» Data items:
>>>>>

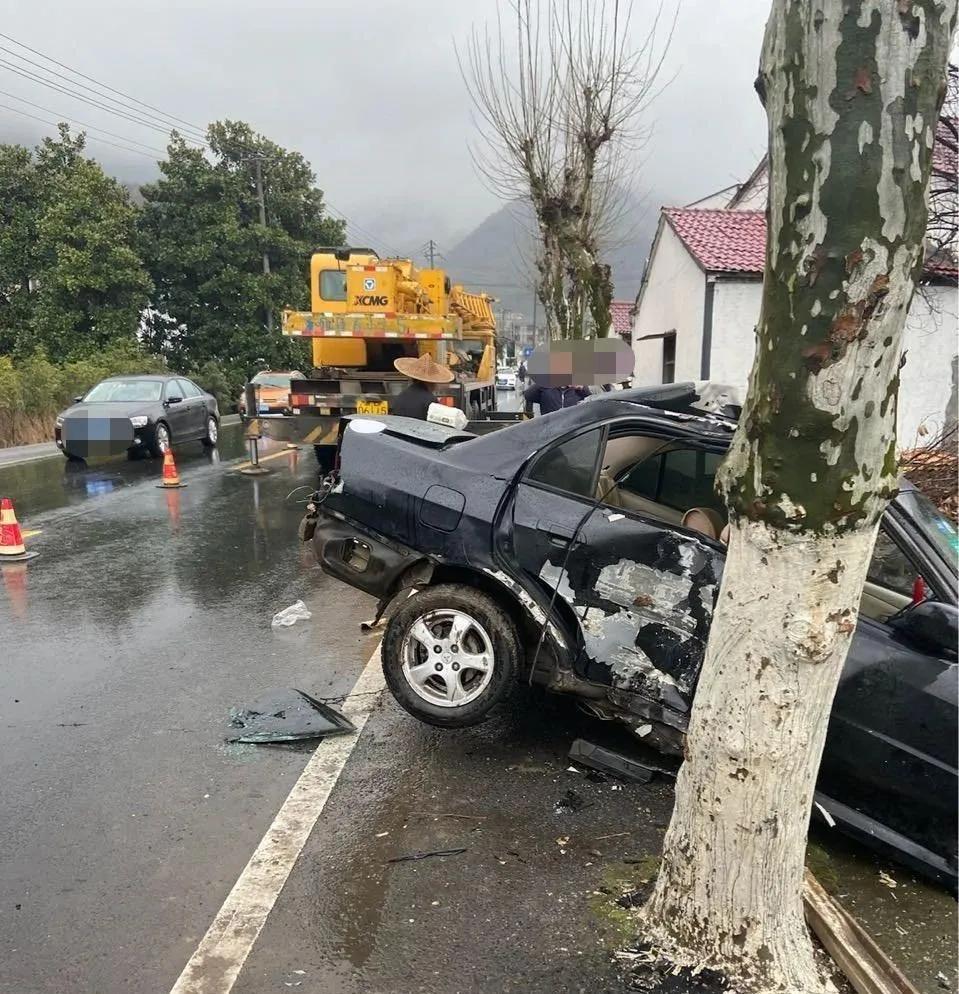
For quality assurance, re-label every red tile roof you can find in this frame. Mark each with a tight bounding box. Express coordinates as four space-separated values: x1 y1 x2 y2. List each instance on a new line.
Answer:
610 299 633 334
664 208 767 273
663 206 957 281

<<<<<

» TASK DIRECTIONS:
Without the pictures, write out every entry precisely as it appears.

» EXPECTED ANSWER:
For quality assurance, re-label every red tile roof you can find in this frame. Mark each with a tight bounding box. Express coordinates as four space-separated values: x1 y1 x2 y2. List each instance on a new line.
Answer:
610 299 633 334
664 208 767 273
663 206 957 281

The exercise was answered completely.